▶ [Objectives]:
A. Put this sentence from the piece on Marvin Gaye's "Got To Give It Up" into Spanish: "But Motown was insistent that Gaye give disco a shot, so he tried it."
B. Pick up the piece on Marvin Gaye's "Got To Give It Up" after its final sentence and keep writing it.

▶ [Source]:
[start]
According to one of our musical sources:
“Marvin Gaye – “Got To Give It Up (Part 1)”
HIT #1: June 25, 1977
STAYED AT #1: 1 week
If Marvin Gaye was going to make a disco song, he was going to make a disco song his way. Specifically, he was going to make a disco song that, at least at the beginning, is about being too quiet and sensitive to hit the disco. This disco song was also going to be a subtle, jazz-inflected 12-minute odyssey. It was going to feature party chatter running through the background. And it was going to include the line “Let me step into your erotic zone.”
On paper, none of this looks like a good idea. Gaye was skeptical of disco and of the idea that he could make it himself. He was consumed with making Here, My Dear, his lacerating concept album about his divorce from ex-wife Anna Gordy. But Motown was insistent that Gaye give disco a shot, so he tried it. It’s possible to hear “Got To Give It Up” as pop-chart self-sabotage, or as Gaye’s idea of a disco parody. If nothing else, the song was a capitulation. But it worked. R&B radio loved it. Discos loved it. And the song became Gaye’s third and final #1 hit.
[end]
▶ [Listed records]:
[start]
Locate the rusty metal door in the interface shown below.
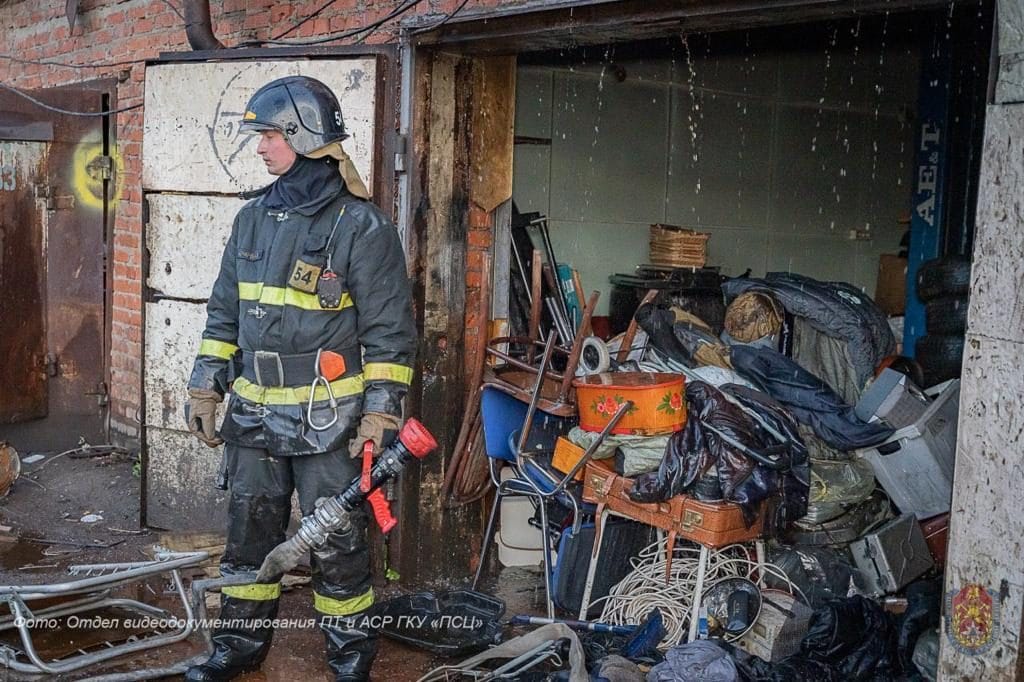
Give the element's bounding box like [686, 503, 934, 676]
[end]
[start]
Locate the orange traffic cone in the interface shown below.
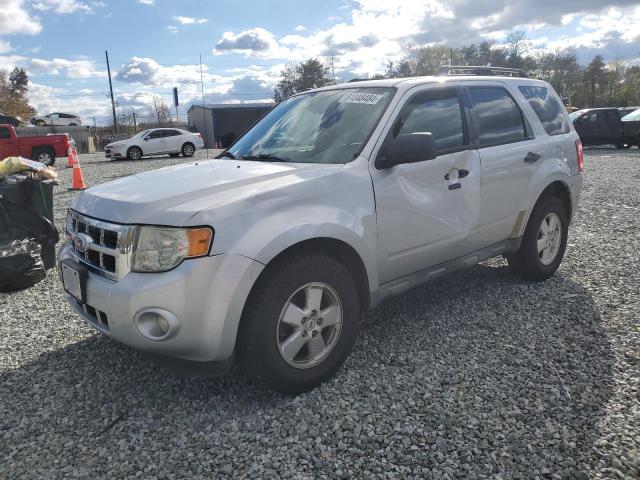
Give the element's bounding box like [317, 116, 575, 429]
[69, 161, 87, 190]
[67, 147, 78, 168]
[end]
▶ [Answers for the exercise]:
A. Pero Motown insistió en que Gaye le diera una oportunidad a la música disco, así que lo intentó.

B.
Four years earlier, Gaye had hit #1 with “Let’s Get It On.” But Gaye’s next 10 singles had all missed the top 10, even after he’d recorded an album of duets with Diana Ross. Gaye was more in-demand as a live performer. In October 1976, Gaye flew to London to give his first UK performances in 10 years. One of those shows was captured on the double album Live At The London Palladium. But the show had only been long enough to fill up three LP sides. So Gaye dedicated the final side to “Got To Give It Up,” the version of disco he’d come up with at Motown’s behest.
Gaye’s inspiration for “Got To Give It Up” was another #1 hit, Johnnie Taylor’s 1976 song “Disco Lady.” (It makes sense, since that’s not actually a disco song.) Talking to biographer David Ritz, Gaye said, “I love the way Johnnie sings, and I thought it was a fabulous song, as good as disco ever got. I appreciated the picture of the super-sexy woman on the dancefloor, though in my version, I tried to give it a little twist.”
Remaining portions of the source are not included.